The whole of the data is to be reproduced exactly.

#### [Records excerpted from a collection]

╭──

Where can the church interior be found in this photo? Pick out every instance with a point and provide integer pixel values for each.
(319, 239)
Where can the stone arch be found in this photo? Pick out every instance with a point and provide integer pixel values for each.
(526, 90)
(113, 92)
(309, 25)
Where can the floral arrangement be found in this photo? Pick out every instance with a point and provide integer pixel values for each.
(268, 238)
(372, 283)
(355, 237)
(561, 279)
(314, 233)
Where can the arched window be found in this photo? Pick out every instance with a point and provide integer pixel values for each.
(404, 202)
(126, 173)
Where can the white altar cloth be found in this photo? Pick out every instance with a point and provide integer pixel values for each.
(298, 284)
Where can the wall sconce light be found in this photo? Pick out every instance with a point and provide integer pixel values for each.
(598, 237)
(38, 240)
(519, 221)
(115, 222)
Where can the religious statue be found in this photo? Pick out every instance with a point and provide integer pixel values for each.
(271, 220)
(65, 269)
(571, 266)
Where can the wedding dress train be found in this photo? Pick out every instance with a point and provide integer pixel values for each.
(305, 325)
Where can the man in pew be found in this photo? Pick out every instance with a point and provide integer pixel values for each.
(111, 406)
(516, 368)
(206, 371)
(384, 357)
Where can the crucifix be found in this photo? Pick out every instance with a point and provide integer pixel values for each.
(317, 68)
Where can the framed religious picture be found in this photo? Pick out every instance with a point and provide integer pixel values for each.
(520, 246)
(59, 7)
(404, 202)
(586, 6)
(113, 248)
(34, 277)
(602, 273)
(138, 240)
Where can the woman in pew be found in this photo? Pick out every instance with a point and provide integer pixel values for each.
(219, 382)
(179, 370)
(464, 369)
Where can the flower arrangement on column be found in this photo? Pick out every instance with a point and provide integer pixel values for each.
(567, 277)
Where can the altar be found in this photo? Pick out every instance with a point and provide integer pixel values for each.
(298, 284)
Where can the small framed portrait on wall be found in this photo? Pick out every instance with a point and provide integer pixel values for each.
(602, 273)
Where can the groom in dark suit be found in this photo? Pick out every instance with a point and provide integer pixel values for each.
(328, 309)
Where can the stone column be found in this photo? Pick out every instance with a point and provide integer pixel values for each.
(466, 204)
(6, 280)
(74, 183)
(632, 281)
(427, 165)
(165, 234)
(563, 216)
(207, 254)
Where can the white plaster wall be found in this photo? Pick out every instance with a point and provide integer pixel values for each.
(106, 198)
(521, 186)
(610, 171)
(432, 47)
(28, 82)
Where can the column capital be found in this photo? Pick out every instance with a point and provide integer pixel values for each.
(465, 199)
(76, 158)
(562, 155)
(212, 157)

╰──

#### [ANSWER BOX]
Where can the church interior be found in this photo? Pick out every instance with a point and provide integer pixel values for each.
(319, 239)
Where can the stone arch be found in this photo? Pick out every instance with a point and provide integer pixel values for each.
(526, 90)
(113, 92)
(309, 25)
Where can the floral arrangement be found in this photo? Pick out every instance with a point and provide integer pixel values for each.
(268, 238)
(372, 283)
(355, 237)
(561, 279)
(314, 233)
Where can the arched window be found in this photo? Pick out every instance with a point and provide integer pixel values for each.
(404, 202)
(126, 173)
Where can the white altar cloth be found in this photo? Pick out every instance with a point and provide integer pixel values for each.
(298, 284)
Where can the wall sconce light be found in this photo? Pick out every instance with a point and provide integer pixel values for each.
(598, 237)
(38, 240)
(519, 221)
(115, 222)
Where can the religious statue be found in this photo? Pick out every instance with a point and provide integer pixel values for each.
(271, 220)
(65, 269)
(571, 266)
Where can the wedding dress train be found in this photo? Pick out every instance with a point and provide integer pixel values for each.
(305, 325)
Where can the man in pew be found in this photo? Pick out every instance with a point and provide integer pixel values for each.
(111, 406)
(516, 368)
(206, 371)
(384, 357)
Where can the crucifix be found in this photo? Pick out every instance with a point and provide integer pixel values for each.
(317, 68)
Where can the framed religious picture be found in this photo? Pick out every instance with a point and provide integer pixel values for each.
(520, 246)
(59, 7)
(404, 202)
(586, 6)
(113, 248)
(34, 277)
(602, 273)
(138, 240)
Where can the woman in pew be found in this photo? Pick out every instance with a point and provide integer pixel values for each.
(219, 382)
(179, 370)
(464, 369)
Where can the flower arrangement on column be found in this photo? Pick out every instance with a point and provide integer pixel values for each.
(567, 277)
Where can the altar be found in this photo? Pick out every instance with a point and provide integer pixel values for each.
(298, 284)
Where can the small framed portrait on wall be found in this photo? Pick out every instance with a point and provide integer pixel values for each.
(602, 273)
Where can the groom in dark suit be found in this photo? Pick out every instance with a point and provide integer pixel values for each.
(328, 309)
Where can the stone column be found in this photo? Pick out every instance with a point and provide integer pixel values for each.
(466, 204)
(6, 280)
(74, 183)
(632, 281)
(427, 165)
(165, 234)
(563, 216)
(207, 254)
Where can the white plaster wall be found in this photo? Pick out every instance with a point and provide integer pixel values for each.
(106, 198)
(521, 186)
(610, 171)
(432, 47)
(28, 82)
Where can the column capital be found in this photo? Pick out every instance with a point and provide integer pixel values for each.
(465, 199)
(76, 158)
(562, 155)
(212, 157)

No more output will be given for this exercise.